**Document text**
━━━

The tidyverse suite of integrated packages was designed to work together to make common data science operations more user-friendly. We will be using the tidyverse suite in later lessons, and so let’s install it. Use the function from theBiocManager package.

Set eval=TRUE if tidyverse is not yet installed. How can you run the BiocManager::install() command for a package that is already installed without getting an error?

  • Ans:

17.5 06 Subsetting: vectors and factors

.md file = 06-introR-data wrangling.md

17.5.1 Vectors: Selecting using indices

age <- c(15, 22, 45, 52, 73, 81)
age
## [1] 15 22 45 52 73 81
age[5]
## [1] 73

Reverse selection:

age[-5]
## [1] 15 22 45 52 81
age[c(3, 5, 6)]  ## nested
## [1] 45 73 81
# OR

## create a vector first then select
idx <- c(3, 5, 6)  # create vector of the elements of interest
age[idx]
## [1] 45 73 81
age[1:4]
## [1] 15 22 45 52

Exercises

  1. Create a vector called alphabets with the following letters, C, D, X, L, F.

━━━

**Information given**
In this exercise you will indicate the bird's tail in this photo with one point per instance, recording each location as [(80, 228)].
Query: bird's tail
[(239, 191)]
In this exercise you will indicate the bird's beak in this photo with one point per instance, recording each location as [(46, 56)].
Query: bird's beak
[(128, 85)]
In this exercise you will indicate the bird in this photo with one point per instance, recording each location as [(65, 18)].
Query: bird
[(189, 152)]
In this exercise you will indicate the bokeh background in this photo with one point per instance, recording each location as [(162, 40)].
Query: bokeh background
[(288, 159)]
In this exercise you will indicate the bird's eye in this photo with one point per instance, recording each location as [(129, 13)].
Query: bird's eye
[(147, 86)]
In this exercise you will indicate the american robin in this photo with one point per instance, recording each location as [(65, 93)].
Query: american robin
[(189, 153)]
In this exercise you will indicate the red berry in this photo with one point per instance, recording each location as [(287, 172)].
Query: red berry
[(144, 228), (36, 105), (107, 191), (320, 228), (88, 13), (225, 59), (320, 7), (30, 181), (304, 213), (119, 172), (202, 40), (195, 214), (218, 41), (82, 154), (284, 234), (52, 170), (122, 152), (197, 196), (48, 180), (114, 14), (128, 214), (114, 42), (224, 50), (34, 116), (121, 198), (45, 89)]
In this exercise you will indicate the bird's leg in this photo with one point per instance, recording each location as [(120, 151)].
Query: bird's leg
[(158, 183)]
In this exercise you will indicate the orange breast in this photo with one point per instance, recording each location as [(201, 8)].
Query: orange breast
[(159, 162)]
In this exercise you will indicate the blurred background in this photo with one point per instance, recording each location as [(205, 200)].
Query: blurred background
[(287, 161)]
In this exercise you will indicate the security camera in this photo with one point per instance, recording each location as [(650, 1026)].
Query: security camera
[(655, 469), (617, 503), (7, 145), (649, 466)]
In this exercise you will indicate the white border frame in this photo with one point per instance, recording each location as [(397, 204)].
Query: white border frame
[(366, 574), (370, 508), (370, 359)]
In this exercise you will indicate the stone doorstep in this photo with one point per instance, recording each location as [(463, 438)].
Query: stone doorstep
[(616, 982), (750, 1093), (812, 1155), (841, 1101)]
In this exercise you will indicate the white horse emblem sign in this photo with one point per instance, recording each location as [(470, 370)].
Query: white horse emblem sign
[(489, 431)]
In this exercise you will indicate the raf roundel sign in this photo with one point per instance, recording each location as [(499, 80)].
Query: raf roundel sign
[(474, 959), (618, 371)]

━━━

**Task goal**
According to the R lesson text, why should the tidyverse suite be installed at this point?

**Finished task**
It should be installed now because the tidyverse suite will be used in later lessons.